[Lines of data]
-- BEGIN --

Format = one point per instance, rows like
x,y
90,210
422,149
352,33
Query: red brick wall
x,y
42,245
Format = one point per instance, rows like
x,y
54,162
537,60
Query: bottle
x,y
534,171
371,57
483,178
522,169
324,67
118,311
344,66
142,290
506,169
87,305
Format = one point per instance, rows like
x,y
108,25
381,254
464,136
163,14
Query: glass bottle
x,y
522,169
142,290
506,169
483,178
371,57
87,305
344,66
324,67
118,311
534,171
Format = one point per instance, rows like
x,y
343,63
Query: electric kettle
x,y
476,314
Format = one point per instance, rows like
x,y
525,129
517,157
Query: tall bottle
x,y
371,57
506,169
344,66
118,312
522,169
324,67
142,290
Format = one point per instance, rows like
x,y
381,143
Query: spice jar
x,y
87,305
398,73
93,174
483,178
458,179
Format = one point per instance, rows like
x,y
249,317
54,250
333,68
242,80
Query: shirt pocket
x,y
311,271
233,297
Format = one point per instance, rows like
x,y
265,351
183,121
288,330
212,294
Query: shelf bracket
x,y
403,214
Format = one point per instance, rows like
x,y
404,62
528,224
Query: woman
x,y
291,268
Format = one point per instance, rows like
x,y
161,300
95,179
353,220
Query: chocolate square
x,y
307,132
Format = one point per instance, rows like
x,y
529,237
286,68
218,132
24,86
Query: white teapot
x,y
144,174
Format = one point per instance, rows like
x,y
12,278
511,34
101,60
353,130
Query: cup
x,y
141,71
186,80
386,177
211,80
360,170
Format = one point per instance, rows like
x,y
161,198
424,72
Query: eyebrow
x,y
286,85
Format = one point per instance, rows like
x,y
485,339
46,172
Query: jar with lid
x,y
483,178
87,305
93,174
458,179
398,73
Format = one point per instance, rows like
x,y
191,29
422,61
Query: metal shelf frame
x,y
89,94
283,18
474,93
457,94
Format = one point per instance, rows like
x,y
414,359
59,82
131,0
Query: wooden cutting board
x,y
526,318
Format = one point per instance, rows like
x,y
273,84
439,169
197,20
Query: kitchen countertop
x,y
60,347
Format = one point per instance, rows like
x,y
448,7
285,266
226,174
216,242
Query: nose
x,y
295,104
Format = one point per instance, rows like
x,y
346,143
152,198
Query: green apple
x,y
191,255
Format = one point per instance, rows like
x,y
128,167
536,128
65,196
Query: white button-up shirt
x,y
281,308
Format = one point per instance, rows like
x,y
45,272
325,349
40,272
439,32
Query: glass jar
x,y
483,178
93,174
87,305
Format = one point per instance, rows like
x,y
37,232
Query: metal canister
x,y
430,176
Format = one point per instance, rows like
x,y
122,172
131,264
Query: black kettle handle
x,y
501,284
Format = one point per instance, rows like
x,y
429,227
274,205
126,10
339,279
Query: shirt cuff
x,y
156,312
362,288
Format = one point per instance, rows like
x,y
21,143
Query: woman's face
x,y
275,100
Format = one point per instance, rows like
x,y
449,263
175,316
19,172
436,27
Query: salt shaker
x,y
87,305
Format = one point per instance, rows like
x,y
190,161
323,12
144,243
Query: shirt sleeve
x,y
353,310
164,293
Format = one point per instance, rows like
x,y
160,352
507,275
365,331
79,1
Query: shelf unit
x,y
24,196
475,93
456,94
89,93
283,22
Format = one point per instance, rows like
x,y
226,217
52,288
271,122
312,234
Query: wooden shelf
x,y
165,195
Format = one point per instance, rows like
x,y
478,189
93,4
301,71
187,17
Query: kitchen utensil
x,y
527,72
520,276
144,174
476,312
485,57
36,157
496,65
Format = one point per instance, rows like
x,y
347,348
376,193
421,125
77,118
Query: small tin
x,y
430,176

-- END --

#### WHAT TO DO
Find every line in the data above that contains the word "kettle" and copy each one out.

#### TASK RESULT
Query: electric kettle
Query: black kettle handle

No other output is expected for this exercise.